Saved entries

**********

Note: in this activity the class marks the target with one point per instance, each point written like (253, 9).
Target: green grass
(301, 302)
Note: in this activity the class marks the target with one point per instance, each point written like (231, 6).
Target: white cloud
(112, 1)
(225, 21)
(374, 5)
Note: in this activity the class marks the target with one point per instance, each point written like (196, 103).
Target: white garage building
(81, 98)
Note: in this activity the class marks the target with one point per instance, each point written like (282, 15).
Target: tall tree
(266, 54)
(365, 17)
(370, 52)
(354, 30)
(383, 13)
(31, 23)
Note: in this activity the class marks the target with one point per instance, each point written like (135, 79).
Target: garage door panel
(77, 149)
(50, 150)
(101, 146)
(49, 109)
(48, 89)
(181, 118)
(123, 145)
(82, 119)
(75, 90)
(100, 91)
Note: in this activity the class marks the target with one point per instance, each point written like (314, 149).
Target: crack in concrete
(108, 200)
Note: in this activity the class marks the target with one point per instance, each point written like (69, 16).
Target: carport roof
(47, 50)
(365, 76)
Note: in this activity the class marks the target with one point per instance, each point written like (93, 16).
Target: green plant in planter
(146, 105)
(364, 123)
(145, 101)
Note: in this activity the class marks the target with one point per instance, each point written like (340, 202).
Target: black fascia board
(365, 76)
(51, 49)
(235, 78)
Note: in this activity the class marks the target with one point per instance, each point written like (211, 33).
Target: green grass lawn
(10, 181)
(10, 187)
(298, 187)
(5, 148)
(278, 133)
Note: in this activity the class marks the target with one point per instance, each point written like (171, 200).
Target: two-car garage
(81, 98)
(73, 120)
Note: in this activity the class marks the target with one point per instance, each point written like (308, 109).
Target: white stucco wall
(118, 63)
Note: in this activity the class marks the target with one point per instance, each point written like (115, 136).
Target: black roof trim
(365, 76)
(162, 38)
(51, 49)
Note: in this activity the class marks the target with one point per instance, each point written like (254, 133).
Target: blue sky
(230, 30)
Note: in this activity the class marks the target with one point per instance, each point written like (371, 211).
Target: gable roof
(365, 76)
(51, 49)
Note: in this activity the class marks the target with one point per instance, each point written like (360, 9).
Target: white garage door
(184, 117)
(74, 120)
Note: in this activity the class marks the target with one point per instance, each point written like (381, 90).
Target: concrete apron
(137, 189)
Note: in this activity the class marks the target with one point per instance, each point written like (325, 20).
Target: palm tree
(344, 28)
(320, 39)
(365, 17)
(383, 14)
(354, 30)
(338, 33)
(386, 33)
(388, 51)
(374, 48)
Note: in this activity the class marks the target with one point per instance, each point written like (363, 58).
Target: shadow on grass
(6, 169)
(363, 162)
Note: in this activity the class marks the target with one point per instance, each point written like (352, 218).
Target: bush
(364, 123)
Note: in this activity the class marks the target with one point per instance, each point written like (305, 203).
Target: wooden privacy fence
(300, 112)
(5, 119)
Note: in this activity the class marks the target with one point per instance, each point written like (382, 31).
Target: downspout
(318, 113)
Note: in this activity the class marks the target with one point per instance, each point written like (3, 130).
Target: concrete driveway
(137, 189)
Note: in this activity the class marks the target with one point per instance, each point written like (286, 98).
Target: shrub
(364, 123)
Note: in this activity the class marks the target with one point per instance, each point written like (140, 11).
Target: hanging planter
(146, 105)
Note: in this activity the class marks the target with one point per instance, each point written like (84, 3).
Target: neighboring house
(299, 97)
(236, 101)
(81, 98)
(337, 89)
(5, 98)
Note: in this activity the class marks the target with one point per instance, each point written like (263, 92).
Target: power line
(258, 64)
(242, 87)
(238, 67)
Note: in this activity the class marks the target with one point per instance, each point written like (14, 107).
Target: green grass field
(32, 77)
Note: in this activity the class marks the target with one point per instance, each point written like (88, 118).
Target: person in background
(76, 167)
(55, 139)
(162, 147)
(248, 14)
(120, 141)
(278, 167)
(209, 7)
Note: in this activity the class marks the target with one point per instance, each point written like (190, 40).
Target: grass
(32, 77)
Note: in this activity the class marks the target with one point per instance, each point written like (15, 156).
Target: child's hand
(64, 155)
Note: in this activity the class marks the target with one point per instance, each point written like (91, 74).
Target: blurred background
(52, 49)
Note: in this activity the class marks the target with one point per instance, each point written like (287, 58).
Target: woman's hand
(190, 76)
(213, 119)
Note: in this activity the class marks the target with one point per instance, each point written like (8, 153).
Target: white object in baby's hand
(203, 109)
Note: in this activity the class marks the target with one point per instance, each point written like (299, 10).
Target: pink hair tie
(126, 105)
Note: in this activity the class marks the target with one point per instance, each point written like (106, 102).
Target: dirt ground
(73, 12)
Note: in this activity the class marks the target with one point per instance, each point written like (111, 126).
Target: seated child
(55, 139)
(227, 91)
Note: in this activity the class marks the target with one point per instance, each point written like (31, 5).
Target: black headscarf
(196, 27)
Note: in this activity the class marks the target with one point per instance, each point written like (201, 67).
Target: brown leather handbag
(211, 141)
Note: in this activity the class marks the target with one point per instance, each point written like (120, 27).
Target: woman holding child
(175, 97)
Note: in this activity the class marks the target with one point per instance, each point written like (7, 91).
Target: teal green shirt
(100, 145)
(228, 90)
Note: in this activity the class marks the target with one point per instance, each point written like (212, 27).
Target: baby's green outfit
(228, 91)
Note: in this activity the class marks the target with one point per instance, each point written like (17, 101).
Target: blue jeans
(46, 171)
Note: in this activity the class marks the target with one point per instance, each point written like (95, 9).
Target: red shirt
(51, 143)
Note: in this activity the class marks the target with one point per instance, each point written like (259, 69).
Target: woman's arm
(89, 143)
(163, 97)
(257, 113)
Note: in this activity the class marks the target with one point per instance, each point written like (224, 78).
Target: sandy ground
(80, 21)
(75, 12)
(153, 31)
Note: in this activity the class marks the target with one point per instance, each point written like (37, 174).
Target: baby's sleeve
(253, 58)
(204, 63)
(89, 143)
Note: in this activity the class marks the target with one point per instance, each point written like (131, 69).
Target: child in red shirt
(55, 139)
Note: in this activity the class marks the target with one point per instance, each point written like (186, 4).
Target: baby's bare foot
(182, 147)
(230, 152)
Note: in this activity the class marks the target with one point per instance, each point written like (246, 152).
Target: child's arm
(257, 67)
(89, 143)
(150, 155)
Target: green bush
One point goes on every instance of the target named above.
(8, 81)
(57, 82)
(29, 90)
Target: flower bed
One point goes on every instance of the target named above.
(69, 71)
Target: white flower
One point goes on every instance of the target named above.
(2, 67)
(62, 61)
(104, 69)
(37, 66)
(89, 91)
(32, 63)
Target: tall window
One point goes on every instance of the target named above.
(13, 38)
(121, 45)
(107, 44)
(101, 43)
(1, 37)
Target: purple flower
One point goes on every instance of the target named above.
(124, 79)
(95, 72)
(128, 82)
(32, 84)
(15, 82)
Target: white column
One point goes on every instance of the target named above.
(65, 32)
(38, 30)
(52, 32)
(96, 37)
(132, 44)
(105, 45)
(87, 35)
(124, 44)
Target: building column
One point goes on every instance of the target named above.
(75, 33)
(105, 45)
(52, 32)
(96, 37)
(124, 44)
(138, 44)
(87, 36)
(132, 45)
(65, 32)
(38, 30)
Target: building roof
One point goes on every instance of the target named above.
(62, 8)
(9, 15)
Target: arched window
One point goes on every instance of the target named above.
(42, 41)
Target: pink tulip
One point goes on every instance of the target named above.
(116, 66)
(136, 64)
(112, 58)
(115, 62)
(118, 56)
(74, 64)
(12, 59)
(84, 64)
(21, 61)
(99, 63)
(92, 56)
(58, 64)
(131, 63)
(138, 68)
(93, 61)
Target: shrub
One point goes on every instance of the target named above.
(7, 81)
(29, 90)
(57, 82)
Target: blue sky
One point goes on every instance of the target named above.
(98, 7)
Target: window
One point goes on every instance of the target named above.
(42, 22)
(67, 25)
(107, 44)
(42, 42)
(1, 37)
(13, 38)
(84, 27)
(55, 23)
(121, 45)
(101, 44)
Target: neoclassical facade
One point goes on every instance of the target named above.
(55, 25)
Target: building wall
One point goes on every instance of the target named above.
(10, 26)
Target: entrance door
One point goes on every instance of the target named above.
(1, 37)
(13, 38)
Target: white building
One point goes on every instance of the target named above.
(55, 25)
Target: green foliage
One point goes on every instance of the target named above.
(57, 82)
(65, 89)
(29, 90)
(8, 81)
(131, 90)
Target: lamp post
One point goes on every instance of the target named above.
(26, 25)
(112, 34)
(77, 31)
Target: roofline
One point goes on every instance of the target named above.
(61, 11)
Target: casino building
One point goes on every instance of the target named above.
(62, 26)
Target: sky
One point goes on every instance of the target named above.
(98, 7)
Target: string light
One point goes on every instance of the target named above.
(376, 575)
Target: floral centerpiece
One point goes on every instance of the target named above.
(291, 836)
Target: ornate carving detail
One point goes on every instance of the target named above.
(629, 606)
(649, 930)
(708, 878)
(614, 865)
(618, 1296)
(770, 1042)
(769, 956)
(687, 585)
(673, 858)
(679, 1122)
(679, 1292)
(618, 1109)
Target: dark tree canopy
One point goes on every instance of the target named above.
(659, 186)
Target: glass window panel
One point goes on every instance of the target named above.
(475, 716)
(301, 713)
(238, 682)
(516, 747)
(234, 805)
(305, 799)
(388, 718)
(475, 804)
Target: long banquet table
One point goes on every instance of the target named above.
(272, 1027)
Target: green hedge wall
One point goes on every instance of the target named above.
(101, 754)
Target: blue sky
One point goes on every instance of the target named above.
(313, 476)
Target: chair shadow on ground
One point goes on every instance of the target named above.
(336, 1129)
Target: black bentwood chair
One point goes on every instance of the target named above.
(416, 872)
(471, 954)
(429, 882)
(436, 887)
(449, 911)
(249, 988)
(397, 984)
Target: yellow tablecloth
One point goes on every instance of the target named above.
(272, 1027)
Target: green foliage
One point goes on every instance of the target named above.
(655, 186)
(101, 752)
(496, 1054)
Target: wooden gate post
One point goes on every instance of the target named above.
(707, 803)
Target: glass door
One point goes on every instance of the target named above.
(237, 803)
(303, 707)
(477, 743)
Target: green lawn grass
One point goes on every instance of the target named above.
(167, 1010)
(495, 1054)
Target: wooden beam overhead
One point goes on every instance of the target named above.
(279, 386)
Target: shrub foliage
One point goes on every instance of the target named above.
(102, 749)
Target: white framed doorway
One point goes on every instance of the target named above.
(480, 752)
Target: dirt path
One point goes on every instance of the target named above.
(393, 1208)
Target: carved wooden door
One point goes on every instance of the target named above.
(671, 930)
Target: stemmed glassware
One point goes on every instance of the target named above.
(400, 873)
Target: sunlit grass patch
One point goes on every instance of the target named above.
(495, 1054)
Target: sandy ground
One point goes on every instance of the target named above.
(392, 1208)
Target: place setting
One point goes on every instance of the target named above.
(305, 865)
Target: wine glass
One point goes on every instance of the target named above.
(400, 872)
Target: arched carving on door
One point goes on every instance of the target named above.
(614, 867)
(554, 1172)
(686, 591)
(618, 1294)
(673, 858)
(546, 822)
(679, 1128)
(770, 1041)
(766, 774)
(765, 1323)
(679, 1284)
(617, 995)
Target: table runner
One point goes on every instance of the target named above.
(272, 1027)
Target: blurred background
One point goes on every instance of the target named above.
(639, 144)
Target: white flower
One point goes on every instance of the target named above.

**********

**What needs to be done**
Look above for the line with "like (14, 107)." and the line with "like (88, 118).". Retype those two lines and every line between them exactly, adding nothing.

**Task answer**
Note: in this activity the class marks the target with one point per instance, each point written like (14, 107).
Target: green grass field
(32, 77)
Note: in this activity the class marks the target with one point per instance, each point written like (88, 118).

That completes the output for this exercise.